> [Recorded data]
———

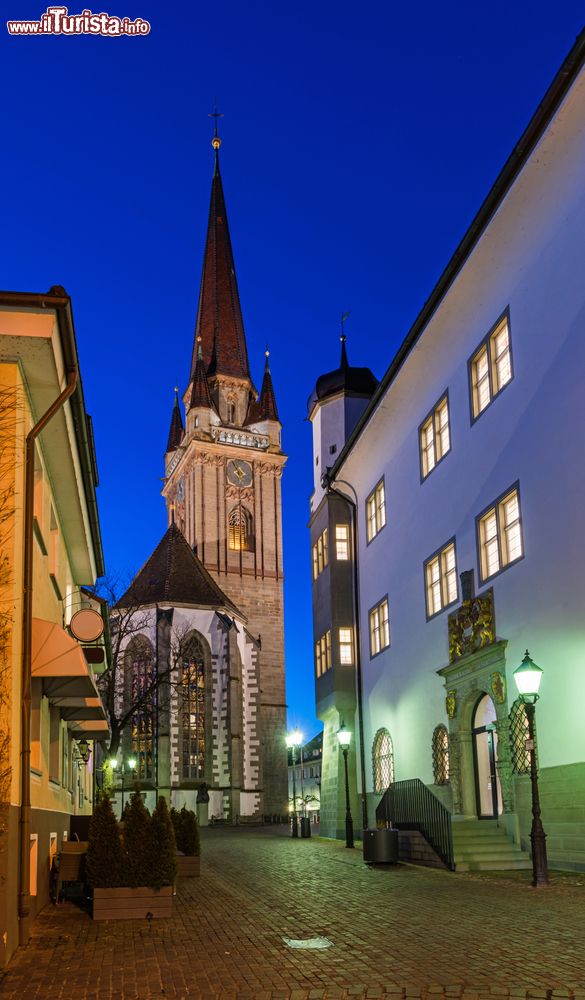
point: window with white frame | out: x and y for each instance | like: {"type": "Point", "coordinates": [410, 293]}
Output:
{"type": "Point", "coordinates": [346, 645]}
{"type": "Point", "coordinates": [490, 367]}
{"type": "Point", "coordinates": [323, 654]}
{"type": "Point", "coordinates": [375, 511]}
{"type": "Point", "coordinates": [500, 534]}
{"type": "Point", "coordinates": [434, 436]}
{"type": "Point", "coordinates": [383, 761]}
{"type": "Point", "coordinates": [379, 627]}
{"type": "Point", "coordinates": [320, 554]}
{"type": "Point", "coordinates": [441, 579]}
{"type": "Point", "coordinates": [342, 541]}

———

> [What you have to do] Please rewrite the records above as a JSON list of strings, with one string per line and no blank lines. Leave the pictures out.

> [Output of the exercise]
[
  "point: window with white frame | out: x and y for each instance | like: {\"type\": \"Point\", \"coordinates\": [410, 293]}",
  "Output:",
  "{\"type\": \"Point\", \"coordinates\": [346, 645]}",
  "{\"type\": \"Point\", \"coordinates\": [490, 367]}",
  "{\"type\": \"Point\", \"coordinates\": [323, 654]}",
  "{\"type\": \"Point\", \"coordinates\": [375, 511]}",
  "{\"type\": \"Point\", \"coordinates\": [500, 534]}",
  "{\"type\": \"Point\", \"coordinates\": [434, 436]}",
  "{\"type\": \"Point\", \"coordinates\": [383, 761]}",
  "{\"type\": \"Point\", \"coordinates\": [379, 627]}",
  "{\"type\": \"Point\", \"coordinates\": [320, 554]}",
  "{\"type\": \"Point\", \"coordinates\": [441, 579]}",
  "{\"type\": \"Point\", \"coordinates\": [342, 541]}"
]